Exercise prompt: Copy the data below without any changes, starting with the line that contains "Task: tag the pink restroom" and continuing through the final line of the data.

[Begin Source data]

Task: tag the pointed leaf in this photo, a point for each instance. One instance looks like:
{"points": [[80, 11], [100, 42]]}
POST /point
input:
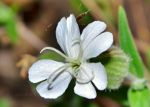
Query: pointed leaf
{"points": [[116, 63], [128, 45]]}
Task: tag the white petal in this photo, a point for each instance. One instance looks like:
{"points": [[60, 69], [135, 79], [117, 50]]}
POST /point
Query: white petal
{"points": [[42, 69], [91, 31], [59, 86], [85, 90], [73, 35], [100, 76], [98, 45], [61, 33]]}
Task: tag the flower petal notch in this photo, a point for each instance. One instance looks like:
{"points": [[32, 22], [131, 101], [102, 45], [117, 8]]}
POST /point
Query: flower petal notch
{"points": [[54, 77]]}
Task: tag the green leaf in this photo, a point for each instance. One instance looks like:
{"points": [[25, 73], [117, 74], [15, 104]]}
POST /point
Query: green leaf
{"points": [[116, 63], [5, 13], [51, 55], [128, 45], [139, 98], [4, 103], [148, 59], [7, 19], [12, 30], [79, 8]]}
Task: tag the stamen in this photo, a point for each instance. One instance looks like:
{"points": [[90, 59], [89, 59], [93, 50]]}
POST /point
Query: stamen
{"points": [[55, 75], [55, 50], [75, 41], [85, 81]]}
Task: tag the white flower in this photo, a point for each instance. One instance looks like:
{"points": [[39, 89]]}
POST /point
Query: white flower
{"points": [[56, 76]]}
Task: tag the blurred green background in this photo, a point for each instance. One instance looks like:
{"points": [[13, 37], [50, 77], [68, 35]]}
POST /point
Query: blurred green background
{"points": [[26, 26]]}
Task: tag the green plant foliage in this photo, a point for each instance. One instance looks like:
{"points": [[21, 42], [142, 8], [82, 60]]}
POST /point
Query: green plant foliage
{"points": [[139, 98], [148, 59], [12, 30], [116, 63], [128, 45], [79, 8], [4, 102], [7, 19]]}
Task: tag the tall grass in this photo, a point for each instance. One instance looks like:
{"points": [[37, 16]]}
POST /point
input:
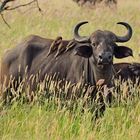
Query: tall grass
{"points": [[47, 119]]}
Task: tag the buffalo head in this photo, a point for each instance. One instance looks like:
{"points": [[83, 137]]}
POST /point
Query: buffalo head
{"points": [[101, 45]]}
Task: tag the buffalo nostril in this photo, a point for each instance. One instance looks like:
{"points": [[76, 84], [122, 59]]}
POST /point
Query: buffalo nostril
{"points": [[110, 57], [100, 57]]}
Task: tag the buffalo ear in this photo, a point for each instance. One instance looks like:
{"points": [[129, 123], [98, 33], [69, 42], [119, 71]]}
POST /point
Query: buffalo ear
{"points": [[83, 50], [122, 52]]}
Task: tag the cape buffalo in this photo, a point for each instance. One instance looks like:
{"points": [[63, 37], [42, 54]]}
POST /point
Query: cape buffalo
{"points": [[85, 58]]}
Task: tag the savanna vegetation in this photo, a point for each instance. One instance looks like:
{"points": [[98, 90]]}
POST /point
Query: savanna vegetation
{"points": [[50, 117]]}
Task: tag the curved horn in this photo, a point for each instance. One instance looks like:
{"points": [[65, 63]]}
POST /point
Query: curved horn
{"points": [[77, 37], [128, 36]]}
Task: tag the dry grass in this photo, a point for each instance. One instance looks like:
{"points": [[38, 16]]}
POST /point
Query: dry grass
{"points": [[50, 121]]}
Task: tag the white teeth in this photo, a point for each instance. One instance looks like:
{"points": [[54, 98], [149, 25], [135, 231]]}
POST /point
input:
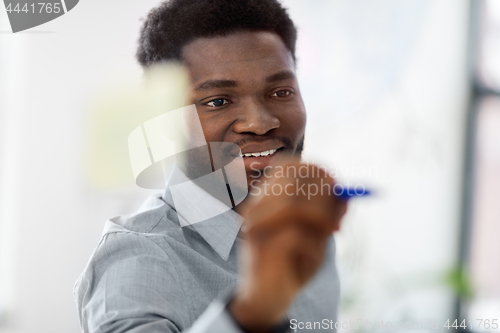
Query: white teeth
{"points": [[263, 153]]}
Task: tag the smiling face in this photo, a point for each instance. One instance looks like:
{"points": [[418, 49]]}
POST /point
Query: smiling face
{"points": [[246, 92]]}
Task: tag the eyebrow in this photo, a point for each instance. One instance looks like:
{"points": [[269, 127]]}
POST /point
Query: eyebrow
{"points": [[212, 84], [280, 76]]}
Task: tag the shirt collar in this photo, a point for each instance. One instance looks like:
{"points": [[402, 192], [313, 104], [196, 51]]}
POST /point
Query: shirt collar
{"points": [[220, 231]]}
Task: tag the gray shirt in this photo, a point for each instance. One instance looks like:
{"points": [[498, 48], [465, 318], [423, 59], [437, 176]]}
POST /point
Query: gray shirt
{"points": [[148, 274]]}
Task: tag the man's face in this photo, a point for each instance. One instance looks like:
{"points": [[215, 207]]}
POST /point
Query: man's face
{"points": [[245, 90]]}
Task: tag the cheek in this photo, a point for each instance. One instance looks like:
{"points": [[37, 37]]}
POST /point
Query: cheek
{"points": [[214, 127], [296, 122]]}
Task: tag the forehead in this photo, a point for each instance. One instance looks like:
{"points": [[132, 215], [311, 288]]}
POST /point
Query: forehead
{"points": [[237, 56]]}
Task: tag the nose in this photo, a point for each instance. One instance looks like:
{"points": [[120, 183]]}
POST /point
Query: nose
{"points": [[254, 117]]}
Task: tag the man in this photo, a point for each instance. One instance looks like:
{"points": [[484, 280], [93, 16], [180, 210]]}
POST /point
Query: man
{"points": [[149, 274]]}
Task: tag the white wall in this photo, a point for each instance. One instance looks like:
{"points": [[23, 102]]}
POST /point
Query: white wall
{"points": [[384, 83], [385, 87]]}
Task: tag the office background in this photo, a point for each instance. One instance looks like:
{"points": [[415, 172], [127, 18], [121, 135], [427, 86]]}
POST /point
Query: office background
{"points": [[401, 96]]}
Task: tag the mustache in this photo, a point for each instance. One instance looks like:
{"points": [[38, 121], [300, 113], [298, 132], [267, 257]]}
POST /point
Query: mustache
{"points": [[284, 141]]}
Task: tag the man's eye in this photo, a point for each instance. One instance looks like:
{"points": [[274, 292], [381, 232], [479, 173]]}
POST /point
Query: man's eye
{"points": [[281, 93], [217, 102]]}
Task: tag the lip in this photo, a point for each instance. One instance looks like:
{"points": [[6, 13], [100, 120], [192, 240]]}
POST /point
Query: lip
{"points": [[257, 148], [254, 163]]}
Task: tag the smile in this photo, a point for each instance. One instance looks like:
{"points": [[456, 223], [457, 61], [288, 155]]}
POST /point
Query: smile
{"points": [[262, 153]]}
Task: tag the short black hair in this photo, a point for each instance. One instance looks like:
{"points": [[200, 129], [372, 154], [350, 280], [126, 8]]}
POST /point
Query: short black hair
{"points": [[175, 23]]}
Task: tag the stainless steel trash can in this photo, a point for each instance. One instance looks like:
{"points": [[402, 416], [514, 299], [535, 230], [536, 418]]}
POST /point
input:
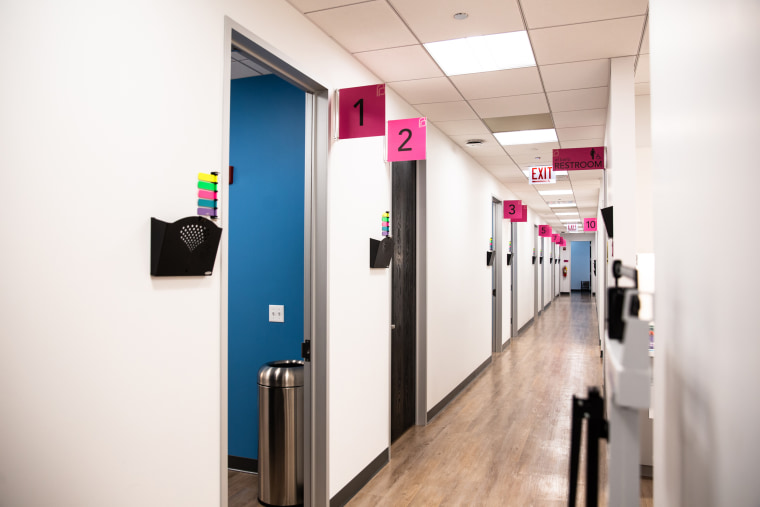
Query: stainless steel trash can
{"points": [[281, 433]]}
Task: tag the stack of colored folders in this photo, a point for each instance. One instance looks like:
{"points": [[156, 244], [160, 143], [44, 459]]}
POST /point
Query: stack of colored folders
{"points": [[207, 194]]}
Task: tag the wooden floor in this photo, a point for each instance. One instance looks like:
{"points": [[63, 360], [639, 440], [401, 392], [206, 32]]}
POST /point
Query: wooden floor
{"points": [[506, 439]]}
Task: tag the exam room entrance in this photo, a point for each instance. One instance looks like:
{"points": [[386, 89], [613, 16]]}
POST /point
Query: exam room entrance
{"points": [[274, 257]]}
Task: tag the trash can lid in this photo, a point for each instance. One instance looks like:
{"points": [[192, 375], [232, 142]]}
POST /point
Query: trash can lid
{"points": [[288, 373]]}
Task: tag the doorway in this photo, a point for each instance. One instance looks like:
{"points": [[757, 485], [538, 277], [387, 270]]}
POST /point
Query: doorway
{"points": [[496, 275], [580, 266], [306, 287], [404, 297]]}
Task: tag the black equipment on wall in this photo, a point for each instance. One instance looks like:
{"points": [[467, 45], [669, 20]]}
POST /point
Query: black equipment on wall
{"points": [[380, 252], [607, 216], [186, 247], [590, 409]]}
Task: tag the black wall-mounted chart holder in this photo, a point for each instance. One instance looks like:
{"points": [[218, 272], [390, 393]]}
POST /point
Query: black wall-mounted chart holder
{"points": [[186, 247], [380, 252]]}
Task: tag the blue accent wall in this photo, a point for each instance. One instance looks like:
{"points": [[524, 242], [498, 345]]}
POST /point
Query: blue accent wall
{"points": [[266, 228], [580, 267]]}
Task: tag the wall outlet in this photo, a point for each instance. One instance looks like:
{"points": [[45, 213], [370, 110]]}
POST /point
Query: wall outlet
{"points": [[276, 313]]}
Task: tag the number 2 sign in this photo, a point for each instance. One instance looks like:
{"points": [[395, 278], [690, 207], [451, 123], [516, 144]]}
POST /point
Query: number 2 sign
{"points": [[407, 139]]}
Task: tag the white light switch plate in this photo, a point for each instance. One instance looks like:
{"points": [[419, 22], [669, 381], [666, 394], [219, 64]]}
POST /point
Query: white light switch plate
{"points": [[276, 313]]}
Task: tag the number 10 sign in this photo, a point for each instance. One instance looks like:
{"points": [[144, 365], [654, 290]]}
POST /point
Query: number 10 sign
{"points": [[407, 139]]}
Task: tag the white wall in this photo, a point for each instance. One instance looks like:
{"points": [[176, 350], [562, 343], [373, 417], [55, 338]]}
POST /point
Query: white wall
{"points": [[705, 102], [459, 281], [111, 380]]}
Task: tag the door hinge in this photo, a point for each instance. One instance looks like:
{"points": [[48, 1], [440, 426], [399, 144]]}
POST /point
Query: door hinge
{"points": [[306, 350]]}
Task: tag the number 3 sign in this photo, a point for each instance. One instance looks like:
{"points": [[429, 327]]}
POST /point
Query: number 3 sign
{"points": [[407, 139]]}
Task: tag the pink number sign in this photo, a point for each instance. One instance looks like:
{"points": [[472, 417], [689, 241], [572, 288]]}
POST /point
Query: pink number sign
{"points": [[512, 209], [361, 111], [407, 139], [524, 216]]}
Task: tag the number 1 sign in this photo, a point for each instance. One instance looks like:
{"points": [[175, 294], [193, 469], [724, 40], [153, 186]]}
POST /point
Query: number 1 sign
{"points": [[361, 111], [407, 139]]}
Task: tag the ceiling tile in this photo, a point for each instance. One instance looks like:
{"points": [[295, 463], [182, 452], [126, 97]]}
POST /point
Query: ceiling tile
{"points": [[500, 83], [583, 143], [574, 100], [511, 106], [582, 118], [564, 12], [463, 127], [400, 64], [447, 111], [489, 148], [423, 91], [642, 70], [348, 25], [576, 75], [318, 5], [587, 41], [433, 20], [577, 133]]}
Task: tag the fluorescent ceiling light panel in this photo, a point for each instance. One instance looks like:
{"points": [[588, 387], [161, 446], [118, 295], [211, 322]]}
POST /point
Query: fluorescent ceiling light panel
{"points": [[526, 137], [555, 192], [483, 53]]}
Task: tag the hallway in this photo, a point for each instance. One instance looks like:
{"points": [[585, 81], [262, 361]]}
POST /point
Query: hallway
{"points": [[506, 439]]}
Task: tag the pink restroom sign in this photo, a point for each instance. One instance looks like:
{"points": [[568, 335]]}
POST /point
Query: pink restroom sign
{"points": [[361, 111], [407, 139], [578, 159], [512, 209]]}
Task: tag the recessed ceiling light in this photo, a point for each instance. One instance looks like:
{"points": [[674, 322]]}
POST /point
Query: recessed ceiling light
{"points": [[483, 53], [526, 137]]}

[End Source data]

Final result:
Task: tag the pink restroom sign in this photo, a point for each instance. One instance looks like:
{"points": [[568, 335]]}
POST /point
Query: pink restroom sign
{"points": [[361, 111], [407, 139], [578, 159], [512, 209]]}
Task: tag the recessed ceiling light in this photo, a point for each instance. One instance looks like:
{"points": [[674, 322]]}
POST /point
Query: recessed ceiling light
{"points": [[483, 53], [526, 137]]}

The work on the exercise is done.